Entries drawn from a collection:
•••
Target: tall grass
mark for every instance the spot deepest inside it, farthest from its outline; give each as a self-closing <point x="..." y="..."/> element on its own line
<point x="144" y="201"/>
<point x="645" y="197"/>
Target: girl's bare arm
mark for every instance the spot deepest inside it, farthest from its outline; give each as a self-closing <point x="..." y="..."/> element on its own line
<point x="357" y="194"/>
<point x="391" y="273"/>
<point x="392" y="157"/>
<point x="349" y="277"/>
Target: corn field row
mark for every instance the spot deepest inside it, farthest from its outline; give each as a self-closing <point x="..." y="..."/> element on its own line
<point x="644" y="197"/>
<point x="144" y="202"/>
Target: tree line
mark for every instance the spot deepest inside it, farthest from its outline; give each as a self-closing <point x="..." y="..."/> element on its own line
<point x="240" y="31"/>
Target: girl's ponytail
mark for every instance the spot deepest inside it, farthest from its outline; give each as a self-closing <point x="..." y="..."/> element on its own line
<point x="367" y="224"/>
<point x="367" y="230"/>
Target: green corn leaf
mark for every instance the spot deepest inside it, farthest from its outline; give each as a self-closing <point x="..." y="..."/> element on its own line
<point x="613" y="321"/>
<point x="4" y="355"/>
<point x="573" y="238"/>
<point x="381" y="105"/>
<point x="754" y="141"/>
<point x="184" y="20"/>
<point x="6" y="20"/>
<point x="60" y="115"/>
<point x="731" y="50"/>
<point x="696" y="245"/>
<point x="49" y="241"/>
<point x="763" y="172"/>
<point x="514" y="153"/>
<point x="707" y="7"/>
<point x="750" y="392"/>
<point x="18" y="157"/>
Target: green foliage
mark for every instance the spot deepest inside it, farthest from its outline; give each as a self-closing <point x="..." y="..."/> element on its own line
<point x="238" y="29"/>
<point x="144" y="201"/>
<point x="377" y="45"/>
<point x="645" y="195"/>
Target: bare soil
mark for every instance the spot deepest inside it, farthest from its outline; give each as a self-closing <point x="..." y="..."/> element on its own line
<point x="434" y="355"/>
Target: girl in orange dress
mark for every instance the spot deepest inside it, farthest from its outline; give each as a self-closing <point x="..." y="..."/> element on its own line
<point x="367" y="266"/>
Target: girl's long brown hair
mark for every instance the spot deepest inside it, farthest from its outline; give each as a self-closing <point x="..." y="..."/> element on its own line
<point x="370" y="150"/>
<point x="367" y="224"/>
•••
Exercise instructions :: Can you arrange the lines above as a JSON list of strings, one string per line, with any blank lines left out?

Written solution ::
[
  "Target: tall grass",
  "mark for every instance the spot deepest inside it, farthest from its outline; give each as a self-closing <point x=\"...\" y=\"...\"/> element on its own line",
  "<point x=\"144\" y=\"201\"/>",
  "<point x=\"645\" y=\"197\"/>",
  "Target: girl's bare arm",
  "mark for every instance the spot deepest inside it, farthest from its outline; give each as a self-closing <point x=\"...\" y=\"...\"/> element on its own line",
  "<point x=\"357\" y=\"194\"/>",
  "<point x=\"391\" y=\"273\"/>",
  "<point x=\"392\" y=\"157\"/>",
  "<point x=\"349\" y=\"277\"/>",
  "Target: corn field row",
  "mark for every instance the spot deepest inside it, farthest from its outline; give each as a self-closing <point x=\"...\" y=\"...\"/> element on its own line",
  "<point x=\"644\" y=\"197\"/>",
  "<point x=\"144\" y=\"202\"/>",
  "Target: tree line",
  "mark for every instance the spot deepest inside it, farthest from its outline; give each as a self-closing <point x=\"...\" y=\"...\"/> element on its own line",
  "<point x=\"240\" y=\"31\"/>",
  "Target: girl's ponytail",
  "mark for every instance the spot deepest inside it, farthest from its outline; give each as a self-closing <point x=\"...\" y=\"...\"/> element on its own line",
  "<point x=\"367\" y=\"224\"/>",
  "<point x=\"367\" y=\"230\"/>",
  "Target: green corn leaf",
  "mark for every instance the spot deepest inside it, farthest from its outline; give each as a self-closing <point x=\"...\" y=\"...\"/> element on its own line",
  "<point x=\"613\" y=\"321\"/>",
  "<point x=\"4\" y=\"355\"/>",
  "<point x=\"573\" y=\"238\"/>",
  "<point x=\"381\" y=\"105\"/>",
  "<point x=\"754\" y=\"141\"/>",
  "<point x=\"184\" y=\"20\"/>",
  "<point x=\"6\" y=\"20\"/>",
  "<point x=\"60\" y=\"115\"/>",
  "<point x=\"731\" y=\"50\"/>",
  "<point x=\"696\" y=\"245\"/>",
  "<point x=\"49\" y=\"241\"/>",
  "<point x=\"763\" y=\"172\"/>",
  "<point x=\"514\" y=\"153\"/>",
  "<point x=\"707\" y=\"7\"/>",
  "<point x=\"750\" y=\"392\"/>",
  "<point x=\"18\" y=\"157\"/>",
  "Target: green foliage",
  "mark for every instance the spot deepest inside it, farthest from its outline; give each as a self-closing <point x=\"...\" y=\"...\"/> element on its own line",
  "<point x=\"238\" y=\"29\"/>",
  "<point x=\"144\" y=\"201\"/>",
  "<point x=\"377\" y=\"45\"/>",
  "<point x=\"645\" y=\"195\"/>",
  "Target: bare soil",
  "mark for every instance the spot deepest inside it, farthest from its outline; give each as a self-closing <point x=\"...\" y=\"...\"/> element on its own line",
  "<point x=\"434\" y=\"355\"/>",
  "Target: girl in orange dress",
  "mark for every instance the spot deepest inside it, farthest from its outline; give each as a self-closing <point x=\"...\" y=\"...\"/> element on its own line",
  "<point x=\"367\" y=\"266\"/>",
  "Target: girl's long brown hair",
  "mark for every instance the spot deepest inside it, farthest from its outline; give each as a self-closing <point x=\"...\" y=\"...\"/> element on its own line",
  "<point x=\"370\" y=\"150\"/>",
  "<point x=\"367\" y=\"224\"/>"
]